> _WORK INSTRUCTION_: Transcribe the records that follow, keeping every word as it stands.

> _SUPPLIED DATA_:
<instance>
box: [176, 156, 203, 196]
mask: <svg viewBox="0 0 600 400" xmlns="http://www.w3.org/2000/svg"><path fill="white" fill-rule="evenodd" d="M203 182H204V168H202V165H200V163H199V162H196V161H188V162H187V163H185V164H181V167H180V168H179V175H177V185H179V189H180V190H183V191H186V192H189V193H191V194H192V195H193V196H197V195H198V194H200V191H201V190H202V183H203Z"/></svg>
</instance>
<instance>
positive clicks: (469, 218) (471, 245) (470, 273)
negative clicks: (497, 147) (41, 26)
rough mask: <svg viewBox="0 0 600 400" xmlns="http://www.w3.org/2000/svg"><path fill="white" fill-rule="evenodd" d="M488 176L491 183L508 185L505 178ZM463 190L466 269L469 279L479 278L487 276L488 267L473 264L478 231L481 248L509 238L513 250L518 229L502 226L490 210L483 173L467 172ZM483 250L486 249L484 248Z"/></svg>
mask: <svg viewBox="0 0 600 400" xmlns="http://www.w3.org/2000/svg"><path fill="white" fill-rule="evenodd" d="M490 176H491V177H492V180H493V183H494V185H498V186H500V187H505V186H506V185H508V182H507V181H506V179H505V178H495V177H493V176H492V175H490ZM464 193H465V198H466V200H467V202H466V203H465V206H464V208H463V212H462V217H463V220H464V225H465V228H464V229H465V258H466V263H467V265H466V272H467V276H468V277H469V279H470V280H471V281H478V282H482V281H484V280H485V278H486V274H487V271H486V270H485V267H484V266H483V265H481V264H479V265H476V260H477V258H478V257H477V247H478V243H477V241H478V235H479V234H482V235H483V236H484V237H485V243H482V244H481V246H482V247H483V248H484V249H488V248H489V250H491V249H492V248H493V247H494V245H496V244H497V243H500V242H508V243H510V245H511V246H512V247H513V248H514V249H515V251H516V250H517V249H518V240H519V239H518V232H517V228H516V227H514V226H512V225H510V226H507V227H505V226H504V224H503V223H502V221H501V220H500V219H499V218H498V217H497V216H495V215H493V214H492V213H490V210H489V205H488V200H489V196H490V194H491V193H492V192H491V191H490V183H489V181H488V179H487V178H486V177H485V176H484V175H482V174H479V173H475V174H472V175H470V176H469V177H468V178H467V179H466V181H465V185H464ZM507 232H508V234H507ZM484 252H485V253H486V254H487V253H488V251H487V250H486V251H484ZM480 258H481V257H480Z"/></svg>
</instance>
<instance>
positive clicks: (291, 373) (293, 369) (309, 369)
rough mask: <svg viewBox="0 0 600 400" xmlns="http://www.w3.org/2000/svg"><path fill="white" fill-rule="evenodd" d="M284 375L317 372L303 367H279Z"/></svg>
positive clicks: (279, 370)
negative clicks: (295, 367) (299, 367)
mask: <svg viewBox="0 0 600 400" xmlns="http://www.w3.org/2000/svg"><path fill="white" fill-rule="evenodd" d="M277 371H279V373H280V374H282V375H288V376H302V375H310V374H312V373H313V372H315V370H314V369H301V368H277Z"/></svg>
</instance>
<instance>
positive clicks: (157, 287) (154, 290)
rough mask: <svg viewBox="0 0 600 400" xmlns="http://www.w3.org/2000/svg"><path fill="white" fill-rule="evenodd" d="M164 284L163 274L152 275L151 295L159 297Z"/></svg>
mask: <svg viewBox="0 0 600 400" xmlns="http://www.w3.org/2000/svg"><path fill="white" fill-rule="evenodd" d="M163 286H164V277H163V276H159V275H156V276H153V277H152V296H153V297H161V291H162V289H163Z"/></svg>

> _RESPONSE BELOW_:
<instance>
box: [176, 156, 203, 196]
mask: <svg viewBox="0 0 600 400" xmlns="http://www.w3.org/2000/svg"><path fill="white" fill-rule="evenodd" d="M203 182H204V168H202V165H200V163H199V162H196V161H188V162H187V163H185V164H181V167H180V168H179V175H177V185H179V189H180V190H183V191H186V192H189V193H191V194H192V195H193V196H197V195H198V194H200V191H201V190H202V183H203Z"/></svg>
</instance>
<instance>
positive clicks: (469, 218) (471, 245) (470, 273)
negative clicks: (497, 147) (41, 26)
rough mask: <svg viewBox="0 0 600 400" xmlns="http://www.w3.org/2000/svg"><path fill="white" fill-rule="evenodd" d="M488 176L491 183L508 185L505 178ZM463 190L466 269L469 279L479 278L487 276L488 267L473 264L478 231L481 248L509 238L513 250L518 229L502 226L490 210L483 173L467 172ZM483 250L486 249L484 248Z"/></svg>
mask: <svg viewBox="0 0 600 400" xmlns="http://www.w3.org/2000/svg"><path fill="white" fill-rule="evenodd" d="M490 176H491V177H492V180H493V183H494V185H498V186H500V187H505V186H506V185H508V182H507V181H506V179H505V178H495V177H493V176H492V175H490ZM464 193H465V198H466V200H467V202H466V203H465V206H464V208H463V212H462V217H463V220H464V225H465V228H464V229H465V258H466V263H467V265H466V272H467V276H468V277H469V279H470V280H471V281H478V282H482V281H484V280H485V278H486V274H487V271H486V270H485V267H484V266H483V265H481V264H479V265H476V260H477V258H478V257H477V247H478V243H477V241H478V235H479V234H482V235H483V236H484V237H485V243H482V244H481V246H482V247H483V248H484V249H488V248H489V250H491V249H492V248H493V247H494V245H496V244H497V243H500V242H508V243H510V245H511V246H512V247H513V248H514V249H515V251H516V250H517V249H518V240H519V239H518V232H517V228H516V227H514V226H512V225H510V226H507V227H505V226H504V224H503V223H502V221H501V220H500V219H499V218H498V217H497V216H495V215H493V214H492V213H490V210H489V205H488V200H489V196H490V194H491V193H492V192H491V191H490V183H489V181H488V179H487V178H486V177H485V176H484V175H482V174H479V173H475V174H472V175H470V176H469V177H468V178H467V179H466V181H465V185H464ZM507 232H508V234H507ZM484 252H485V253H486V254H487V253H488V251H487V250H486V251H484ZM480 258H481V257H480Z"/></svg>
</instance>
<instance>
positive clicks: (291, 373) (293, 369) (309, 369)
rough mask: <svg viewBox="0 0 600 400" xmlns="http://www.w3.org/2000/svg"><path fill="white" fill-rule="evenodd" d="M284 375L317 372L303 367H279Z"/></svg>
positive clicks: (279, 370)
negative clicks: (295, 367) (299, 367)
mask: <svg viewBox="0 0 600 400" xmlns="http://www.w3.org/2000/svg"><path fill="white" fill-rule="evenodd" d="M277 371H279V373H280V374H282V375H288V376H302V375H310V374H312V373H313V372H315V370H314V369H301V368H277Z"/></svg>
</instance>
<instance>
positive clicks: (157, 287) (154, 290)
rough mask: <svg viewBox="0 0 600 400" xmlns="http://www.w3.org/2000/svg"><path fill="white" fill-rule="evenodd" d="M164 284L163 274L152 275L151 295L159 297Z"/></svg>
mask: <svg viewBox="0 0 600 400" xmlns="http://www.w3.org/2000/svg"><path fill="white" fill-rule="evenodd" d="M163 286H164V277H163V276H159V275H156V276H153V277H152V296H153V297H161V291H162V289H163Z"/></svg>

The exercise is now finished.